Preparing, brainstorming and planning
The jam takes place over 10 days. Additionally our team is remote. To ensure we deliver something workable I set up a few processes:
- Make the process of sharing ideas as easy as possible. For me the best way to do this is via a whiteboard so I set up a Miro board where we can write our notes, put our ideas and have our discussion.
- Have a roadmap so we know we are on track, most importantly, define how long we wanna spend on brainstorming, prototyping and polishing.
- Ensure our vision is aligned by planning few but focused meetings. From experience I know it can be tiring to brainstorm for long, especially when collaborating on this. To prevent brains being fried it helps when we agree on how much time we wanna spend talking in a meeting.
To start brainstorming we dedicated an hour to talk on Discord and fill out a mind map about the theme.
Note that we’re Dutch so our communication tends to be a mix of English and Dutch. Miro has a really nice mindmap tool that automatically positions your nodes.
That was all for day 1 as it was late (I still work and the others have school). For day 2 we would brainstorm again but now that we discussed the theme broadly we gave ourselves the task of thinking how we could turn these notes into a game.
I noticed that things didn’t really go well during the 2nd day. Delving deeper into our ideas and trying to see how they relate to resources just wasn’t sparking any creativity. So half an hour into our 2nd brainstorm I decided for the team to take a 1 hour break and use that time to think about a gameplay idea using the ideas we’ve been discussing. Then we would pitch these ideas against each other and take all the good ideas to combine them into our game.
This went quite well, the pitch that we ultimately went with was this one
With a gameplay idea set we went on to make a little roadmap to see if the work would fit.

COLLECTED MATERIAL
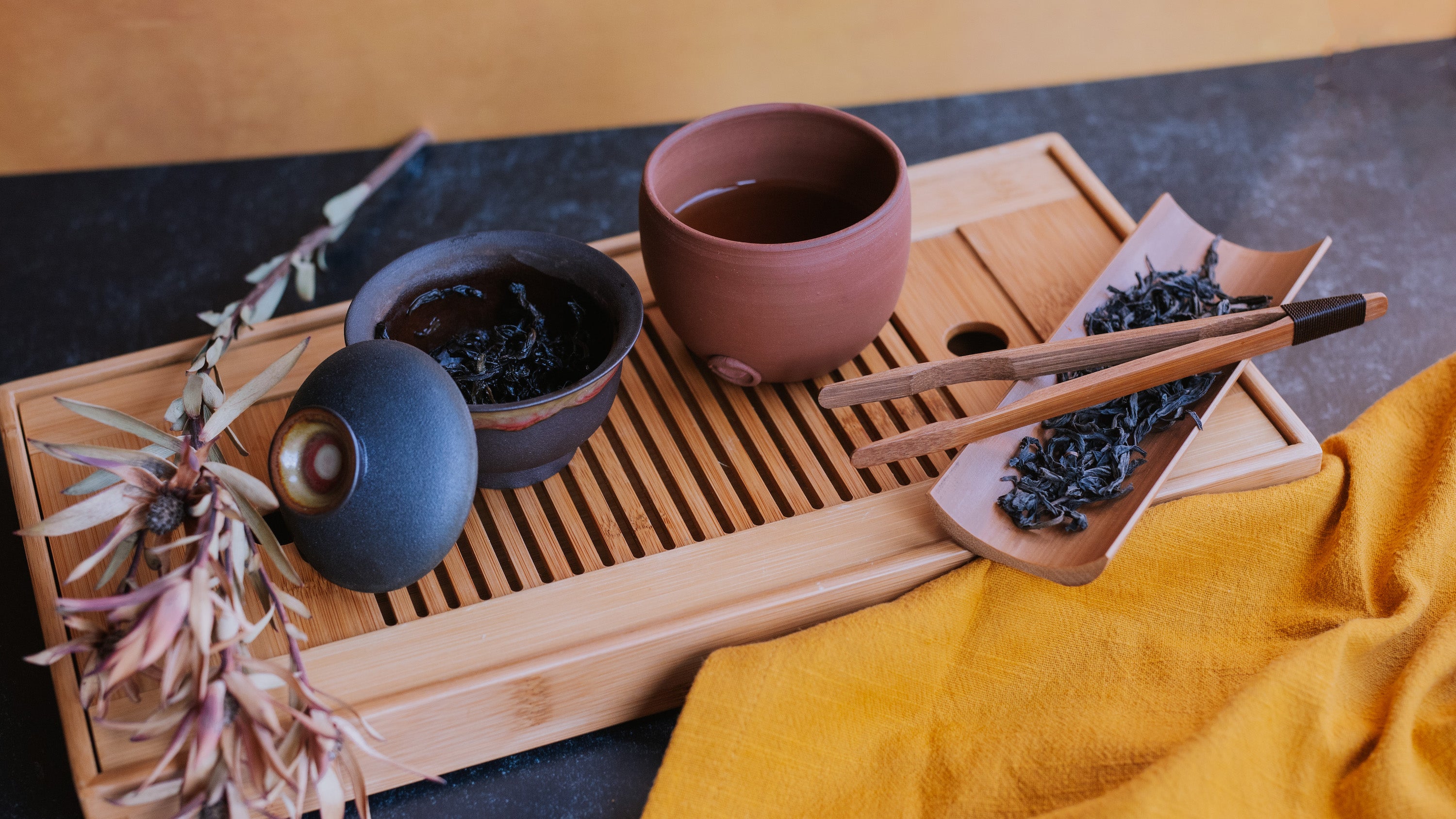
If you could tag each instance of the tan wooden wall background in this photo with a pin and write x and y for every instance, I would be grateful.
(88, 83)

WHAT TO WORK ON
1. Reproduce everything in the game jam write-up from "That was all" down to "work would fit.".
2. Answer these questions about the game jam write-up:
(a) How many days does the jam last?
(b) Where did the team talk during the first hour of brainstorming?
(c) How long was the break taken during the second brainstorm?
3. Carry the game jam write-up forward from its last sentence.
The listing comes from a separate source and is unrelated to the game jam write-up.

EXPECTED OUTPUTS
1.
That was all for day 1 as it was late (I still work and the others have school). For day 2 we would brainstorm again but now that we discussed the theme broadly we gave ourselves the task of thinking how we could turn these notes into a game.
I noticed that things didn’t really go well during the 2nd day. Delving deeper into our ideas and trying to see how they relate to resources just wasn’t sparking any creativity. So half an hour into our 2nd brainstorm I decided for the team to take a 1 hour break and use that time to think about a gameplay idea using the ideas we’ve been discussing. Then we would pitch these ideas against each other and take all the good ideas to combine them into our game.
This went quite well, the pitch that we ultimately went with was this one
With a gameplay idea set we went on to make a little roadmap to see if the work would fit.

2.
(a) 10 days.
(b) On Discord.
(c) 1 hour.

3.
I expected this roadmap to change pretty much after the first day, and it did, but the goal of it was to align on vision and create expectations for the upcoming days. With this, our planning was done and we were ready to start on the 3rd day.
Reflection
- Miro is a very useful tool for collaboration.
- Short and focused meetings were nice and productive
- The roadmap helped with identifying requirements, while it also could’ve been a list I believe it made a good overview
- Brainstorming is difficult, I feel our method of exploring the theme needs improvement, perhaps first have the team brainstorm themselves and then do pitches.
- The roadmap slowly but surely started to be used as a planning tool, using any task system like trello or even a Kanban board in Miro would’ve worked way better for this. So it's worth setting one up next time.
- 2 days for polish is too short. In our case it also included playtesting. But due to our game requiring so many systems to actually be playable we were taking a huge risk. The idea might end up being very boring. Next time more focus should be put on creative interpretation of the theme, maybe flip it on its head and instead of thinking the player is collecting resources, you are a resource about to be collected.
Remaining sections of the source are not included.